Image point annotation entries
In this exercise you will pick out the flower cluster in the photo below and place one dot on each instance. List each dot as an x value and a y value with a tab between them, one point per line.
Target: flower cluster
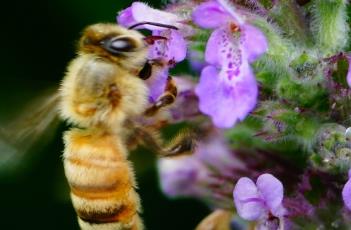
270	99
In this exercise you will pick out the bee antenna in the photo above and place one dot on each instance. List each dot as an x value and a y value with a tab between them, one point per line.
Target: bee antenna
153	24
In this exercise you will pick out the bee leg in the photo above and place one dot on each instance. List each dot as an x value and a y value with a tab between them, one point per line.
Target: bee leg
183	143
167	98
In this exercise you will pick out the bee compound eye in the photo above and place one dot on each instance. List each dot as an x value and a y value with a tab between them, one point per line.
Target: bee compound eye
119	45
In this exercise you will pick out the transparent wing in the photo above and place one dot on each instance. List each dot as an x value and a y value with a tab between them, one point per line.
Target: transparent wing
35	123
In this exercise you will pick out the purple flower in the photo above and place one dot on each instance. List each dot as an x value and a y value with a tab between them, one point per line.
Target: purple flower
167	51
186	105
227	89
348	76
259	201
214	152
346	192
174	47
182	176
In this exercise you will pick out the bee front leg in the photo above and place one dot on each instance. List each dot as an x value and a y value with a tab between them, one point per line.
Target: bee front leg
167	98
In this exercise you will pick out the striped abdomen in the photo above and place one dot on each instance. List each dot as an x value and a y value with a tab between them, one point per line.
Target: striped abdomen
101	180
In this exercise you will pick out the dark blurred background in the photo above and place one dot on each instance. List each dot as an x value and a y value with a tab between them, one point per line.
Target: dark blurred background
38	40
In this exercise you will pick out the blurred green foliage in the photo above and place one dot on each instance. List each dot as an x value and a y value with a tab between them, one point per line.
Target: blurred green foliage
38	41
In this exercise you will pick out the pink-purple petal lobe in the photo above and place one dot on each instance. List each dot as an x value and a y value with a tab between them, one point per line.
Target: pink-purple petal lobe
247	200
272	192
214	44
172	49
210	15
348	76
253	41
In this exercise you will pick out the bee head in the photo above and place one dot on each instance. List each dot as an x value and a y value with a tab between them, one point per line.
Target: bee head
118	44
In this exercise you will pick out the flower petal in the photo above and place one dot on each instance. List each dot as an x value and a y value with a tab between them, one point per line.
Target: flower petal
213	45
125	17
210	15
174	48
181	176
157	83
348	76
247	200
253	41
143	13
272	192
224	101
346	194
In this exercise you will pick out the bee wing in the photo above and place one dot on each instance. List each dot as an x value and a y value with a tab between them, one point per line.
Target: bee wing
20	135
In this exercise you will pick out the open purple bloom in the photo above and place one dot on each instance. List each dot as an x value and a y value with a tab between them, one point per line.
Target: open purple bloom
174	47
258	201
168	51
227	89
214	151
346	192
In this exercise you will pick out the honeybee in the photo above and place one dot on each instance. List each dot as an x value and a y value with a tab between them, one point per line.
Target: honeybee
103	94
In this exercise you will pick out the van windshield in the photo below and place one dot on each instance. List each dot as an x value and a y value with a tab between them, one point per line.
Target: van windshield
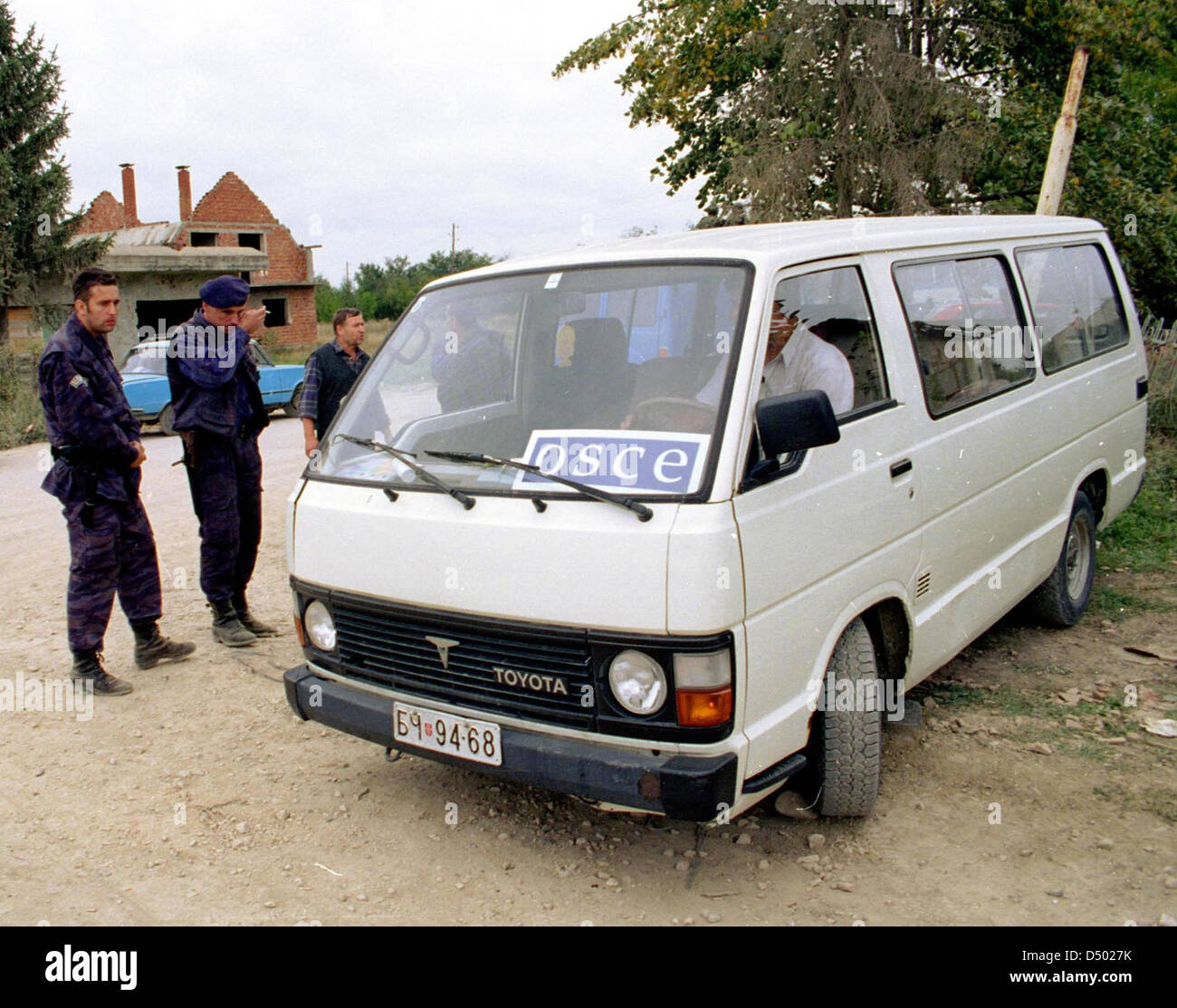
608	376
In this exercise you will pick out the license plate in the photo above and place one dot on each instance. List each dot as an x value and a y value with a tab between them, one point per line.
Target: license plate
477	741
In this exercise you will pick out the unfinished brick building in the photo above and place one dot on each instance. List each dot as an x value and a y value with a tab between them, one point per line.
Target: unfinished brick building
161	265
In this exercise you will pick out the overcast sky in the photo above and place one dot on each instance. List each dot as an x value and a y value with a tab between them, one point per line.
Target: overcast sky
368	128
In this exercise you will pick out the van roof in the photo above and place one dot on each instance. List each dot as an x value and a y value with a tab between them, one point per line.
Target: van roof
804	240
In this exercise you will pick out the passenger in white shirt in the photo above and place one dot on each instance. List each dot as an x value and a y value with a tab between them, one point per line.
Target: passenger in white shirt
796	360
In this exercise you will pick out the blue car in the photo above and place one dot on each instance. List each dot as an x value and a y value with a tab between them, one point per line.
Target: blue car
145	383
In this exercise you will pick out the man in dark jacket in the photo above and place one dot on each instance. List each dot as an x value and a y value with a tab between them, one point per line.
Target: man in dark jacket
330	373
219	415
95	475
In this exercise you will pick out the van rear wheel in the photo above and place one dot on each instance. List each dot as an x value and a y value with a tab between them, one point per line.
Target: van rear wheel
1062	597
847	740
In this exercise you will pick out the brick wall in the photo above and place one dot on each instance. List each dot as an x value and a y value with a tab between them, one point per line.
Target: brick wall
105	213
302	329
231	200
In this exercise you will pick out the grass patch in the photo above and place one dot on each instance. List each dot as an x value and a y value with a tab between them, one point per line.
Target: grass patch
1113	715
22	418
1144	537
1111	603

### THE PROBLEM
Restate the data above word for word. Skip every picture.

### EXPECTED ANSWER
In this exercise you will pick out the flower cluster in the photo below and place one dot on each instance. List each dot as an x value and a y value with a tab between them, one point per line.
Target: flower cluster
270	99
In this exercise you will pick out the bee antenna in the photo above and place one dot on each instance. List each dot as an x value and a y value with a tab between them, one point per line.
Target: bee antenna
153	24
In this exercise you will pick out the bee leg in the photo above and place one dot on each instance. List each dot as an x value and a y value with a tab between them, one point per line.
Target: bee leg
183	143
167	98
In this exercise you will pick out the bee compound eye in the photo above and place one dot on each instance. List each dot as an x value and a y value with a tab between them, one point per line.
Target: bee compound eye
119	45
In this exercise you will pick out the transparent wing in the photo above and place one dot on each instance. List each dot as an x value and a y value with a tab between them, one point per line.
Target: transparent wing
35	123
In this exercise you will pick out the purple flower in the photo above and place one dot on each instance. List each dot as an x value and a y value with a tab between them, one point per line.
Target: purple flower
167	51
186	105
227	89
348	76
259	201
214	152
346	192
174	47
182	176
In this exercise you will pick out the bee front leg in the photo above and place one dot on each instance. List each dot as an x value and a y value with a tab between them, one point per line.
Target: bee front leg
167	98
In this exercise you will pick out the striped abdomen in the photo above and place one dot on each instance. List each dot as an x value and a y value with a tab between them, one point per line.
Target: striped abdomen
101	180
In this exercise you will pick out the dark blurred background in the photo above and place one dot on each instance. List each dot as an x value and a y value with a tab between them, one point per line.
Target: dark blurred background
38	40
In this exercise you will pick out the blurred green foliage in the photo above and place one dot on each instance. List each dot as an x value and a y value with a tab between them, one point per line.
Target: blurred green foliage
38	41
In this exercise you will pick out the pink-purple petal lobe in the photo above and place one dot on each instance. List each dot as an x value and a y value with a tab between them, one point per line.
Target: pink-purple petal lobe
247	200
272	192
214	44
172	49
210	15
348	76
253	41
In this exercise you will pick out the bee head in the photo above and place one dot on each instance. List each dot as an x value and a y value with a tab between them, one point per line.
Target: bee head
118	44
In this exercise you will pick out the flower petal in the photo above and place one dot on each instance. List each dot as an x value and a y value with a tab between them, one point per line.
Target: flower petal
213	45
125	17
210	15
174	48
181	176
157	83
348	76
247	200
253	41
143	13
272	192
224	101
346	194
In this exercise you will pick out the bee wing in the photo above and place one dot on each instance. List each dot as an x value and a y value with a tab between them, one point per line.
Target: bee wing
20	135
In this exercise you will pick out the open purple bloom in the photo above and place one dot on each instance. List each dot as an x value and a y value with a tab between them, one point per line.
Target: open purple bloom
174	47
258	201
168	51
227	89
214	151
346	192
In this exercise you will pick out the honeybee in the photo above and place one dot on each instance. List each dot as an x value and a y value with a tab between them, one point per line.
Target: honeybee
103	94
In this exercise you will pick out the van windshield in the photo below and place one dot on each instance. List each dot as an x value and a y value with a tab between them, one point per line.
Target: van windshield
608	376
In this exercise you will pick out the license plate in the photo above and place one dot on each instance. List each dot as an x value and a y value with a tab between them, one point per line.
Target: license plate
477	741
In this exercise you will pick out the unfinished brick building in the photo above and place one dot on each instance. List each dot as an x value and a y value with a tab between them, one point per line.
Target: unfinished brick building
161	265
In this exercise you will pick out the overcast sky in the photo above and place one dot on each instance. List each dot as an x value and a y value with a tab between them, one point per line.
Target: overcast sky
368	128
In this exercise you will pick out the van roof in the photo above and place one dot on each instance. List each dot as an x value and a y value with a tab between them, one point per line.
Target: van roof
804	240
In this exercise you will pick out the passenger in white shirt in the photo above and place one dot on each instance. List each dot as an x value and a y value with a tab between them, one point per line.
Target: passenger in white shirt
796	360
In this exercise you will pick out the blue car in the photo above and place one dot on each instance. List each dot as an x value and a y value with a tab between them, one point per line.
Target: blue car
145	383
In this exercise you will pick out the man in dark jacket in the photo above and place one dot on each instance. List each dot as an x value and a y value with a tab between them, one point per line.
Target: man in dark jacket
330	373
219	415
95	475
In this exercise you will pick out the van rear wheel in the photo above and place one dot on each instance. List each dot as an x value and a y value with a tab between them, one point per line.
Target: van rear wheel
1062	597
847	740
In this exercise you will pick out the brick wall in the photo above and place one dot on each instance. List each dot as an x value and a y value with a tab between them, one point per line.
Target: brick wall
105	213
302	329
231	200
In this exercise you will pick out the grass patch in the photo above and place one dot on each instance. List each dot as an x value and a y value with a tab between them, one point per line.
Target: grass patch
1113	715
22	418
1144	537
1111	603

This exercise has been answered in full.